- _Requirement_
All of these records need to be duplicated exactly.
*** Opening Excerpted records ***
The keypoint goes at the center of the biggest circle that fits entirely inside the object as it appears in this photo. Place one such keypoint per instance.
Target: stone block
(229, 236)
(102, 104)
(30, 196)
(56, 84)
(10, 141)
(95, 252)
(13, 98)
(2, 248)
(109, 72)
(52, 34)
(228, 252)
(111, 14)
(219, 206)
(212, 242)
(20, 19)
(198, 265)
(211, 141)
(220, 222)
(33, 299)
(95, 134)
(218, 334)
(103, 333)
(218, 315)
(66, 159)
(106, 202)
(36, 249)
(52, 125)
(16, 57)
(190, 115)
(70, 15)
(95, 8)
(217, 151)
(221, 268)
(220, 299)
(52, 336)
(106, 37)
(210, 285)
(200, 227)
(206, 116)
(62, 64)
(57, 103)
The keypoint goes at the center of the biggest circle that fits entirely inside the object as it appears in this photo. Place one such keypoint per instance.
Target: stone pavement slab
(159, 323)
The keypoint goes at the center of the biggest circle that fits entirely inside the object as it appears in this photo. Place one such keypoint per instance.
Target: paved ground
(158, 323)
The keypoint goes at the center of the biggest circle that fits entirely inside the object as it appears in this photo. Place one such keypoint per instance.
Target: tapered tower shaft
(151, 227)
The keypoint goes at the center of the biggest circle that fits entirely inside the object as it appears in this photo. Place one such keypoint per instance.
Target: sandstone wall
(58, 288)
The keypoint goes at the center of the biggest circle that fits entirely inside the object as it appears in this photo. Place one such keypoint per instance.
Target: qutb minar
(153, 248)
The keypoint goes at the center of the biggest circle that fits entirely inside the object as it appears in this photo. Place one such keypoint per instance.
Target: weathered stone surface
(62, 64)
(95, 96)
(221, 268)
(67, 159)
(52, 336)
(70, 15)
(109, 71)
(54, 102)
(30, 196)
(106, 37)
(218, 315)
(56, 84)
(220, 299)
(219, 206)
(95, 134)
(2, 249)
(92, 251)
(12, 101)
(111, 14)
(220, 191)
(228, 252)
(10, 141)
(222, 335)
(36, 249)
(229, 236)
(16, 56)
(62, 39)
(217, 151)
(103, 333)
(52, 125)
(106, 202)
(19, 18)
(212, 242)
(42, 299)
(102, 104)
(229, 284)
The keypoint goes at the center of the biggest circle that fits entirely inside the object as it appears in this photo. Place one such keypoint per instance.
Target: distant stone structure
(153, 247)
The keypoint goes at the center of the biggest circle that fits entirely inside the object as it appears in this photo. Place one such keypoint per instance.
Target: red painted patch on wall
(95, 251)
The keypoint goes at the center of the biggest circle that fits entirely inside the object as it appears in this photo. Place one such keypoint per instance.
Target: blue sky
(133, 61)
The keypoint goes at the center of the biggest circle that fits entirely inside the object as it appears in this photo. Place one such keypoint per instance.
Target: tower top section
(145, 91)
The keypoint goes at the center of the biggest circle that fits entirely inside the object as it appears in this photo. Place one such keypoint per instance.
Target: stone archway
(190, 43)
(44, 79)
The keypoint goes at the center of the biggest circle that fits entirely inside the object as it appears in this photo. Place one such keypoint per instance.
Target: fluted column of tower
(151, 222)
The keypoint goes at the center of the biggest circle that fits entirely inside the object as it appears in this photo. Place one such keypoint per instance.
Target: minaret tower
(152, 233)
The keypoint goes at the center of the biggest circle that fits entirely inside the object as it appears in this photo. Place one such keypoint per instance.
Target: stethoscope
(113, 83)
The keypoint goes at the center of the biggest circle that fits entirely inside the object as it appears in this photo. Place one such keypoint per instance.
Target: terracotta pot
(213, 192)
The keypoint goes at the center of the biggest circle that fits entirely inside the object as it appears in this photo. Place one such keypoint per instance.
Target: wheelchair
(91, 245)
*** Closing Excerpted records ***
- _Solution to this problem_
The keypoint goes at the center of the biggest circle that fits entirely inside the object as it appears in this photo. Place one such keypoint per instance.
Target: stone block
(229, 236)
(102, 104)
(30, 196)
(56, 84)
(10, 141)
(95, 252)
(13, 98)
(2, 248)
(109, 72)
(52, 34)
(228, 252)
(111, 14)
(219, 206)
(212, 242)
(20, 19)
(198, 265)
(211, 141)
(220, 222)
(33, 299)
(95, 134)
(218, 334)
(103, 333)
(218, 315)
(66, 159)
(106, 202)
(36, 249)
(52, 125)
(16, 57)
(190, 115)
(70, 15)
(95, 8)
(217, 151)
(221, 268)
(220, 299)
(52, 336)
(106, 37)
(210, 285)
(200, 227)
(206, 116)
(62, 64)
(57, 103)
The keypoint goes at the center of the biggest circle that fits entirely inside the object as it appears in this photo. Place one such keypoint per instance.
Target: stone pavement slab
(159, 323)
The keypoint goes at the center of the biggest circle that fits entirely inside the object as it appears in this photo. Place one such keypoint per instance.
Target: paved ground
(158, 323)
The keypoint goes at the center of the biggest circle that fits entirely inside the object as it appears in this photo. Place one such keypoint per instance.
Target: tapered tower shaft
(151, 227)
The keypoint goes at the center of the biggest circle that fits entirely inside the object as it appears in this photo. Place one such keypoint per instance.
Target: sandstone wall
(58, 288)
The keypoint goes at the center of the biggest circle that fits entirely inside the object as it appears in this photo. Place one such keypoint per instance.
Target: qutb minar
(153, 248)
The keypoint goes at the center of the biggest circle that fits entirely inside the object as it appears in this photo. Place one such keypoint per instance.
Target: weathered stone surface
(62, 64)
(95, 96)
(221, 268)
(67, 159)
(52, 336)
(70, 15)
(109, 71)
(54, 102)
(30, 196)
(106, 37)
(218, 315)
(56, 84)
(220, 299)
(219, 206)
(95, 134)
(2, 249)
(92, 251)
(12, 101)
(111, 14)
(220, 191)
(228, 252)
(10, 141)
(222, 335)
(36, 249)
(229, 236)
(16, 56)
(62, 39)
(217, 151)
(103, 333)
(52, 125)
(106, 202)
(19, 18)
(212, 242)
(42, 299)
(102, 104)
(229, 284)
The keypoint goes at the center of the biggest circle that fits entirely inside the object as it appears in this photo. Place one such keypoint per instance.
Target: distant stone structure
(153, 247)
The keypoint goes at the center of the biggest circle that fits entirely inside the object as it appears in this photo. Place one such keypoint per instance.
Target: red painted patch on wall
(95, 251)
The keypoint goes at the center of the biggest circle that fits entirely inside the object as it appears in this photo. Place one such keypoint per instance.
Target: blue sky
(133, 61)
The keypoint goes at the center of the biggest circle that fits entirely inside the object as it appears in this photo. Place one such keypoint per instance.
Target: tower top section
(145, 91)
The keypoint goes at the center of the biggest circle that fits entirely inside the object as it appears in this photo. Place one such keypoint per instance.
Target: stone archway
(190, 43)
(44, 79)
The keypoint goes at the center of the biggest circle that fits entirely inside the object as it appears in this photo. Place one such keypoint per instance.
Target: fluted column of tower
(151, 222)
The keypoint goes at the center of the biggest circle that fits entirely inside the object as it appears in this photo. Place one such keypoint per instance.
Target: minaret tower
(152, 233)
The keypoint goes at the center of the biggest circle that fits entirely inside the object as it appears in this photo. Place one such keypoint per instance.
Target: stethoscope
(113, 83)
The keypoint goes at the center of the biggest circle that fits entirely inside the object as it appears in this photo. Place one such keypoint per instance.
Target: terracotta pot
(213, 192)
The keypoint goes at the center of the biggest circle that fits entirely inside the object as it appears in this photo. Place one such keypoint per instance.
Target: wheelchair
(91, 245)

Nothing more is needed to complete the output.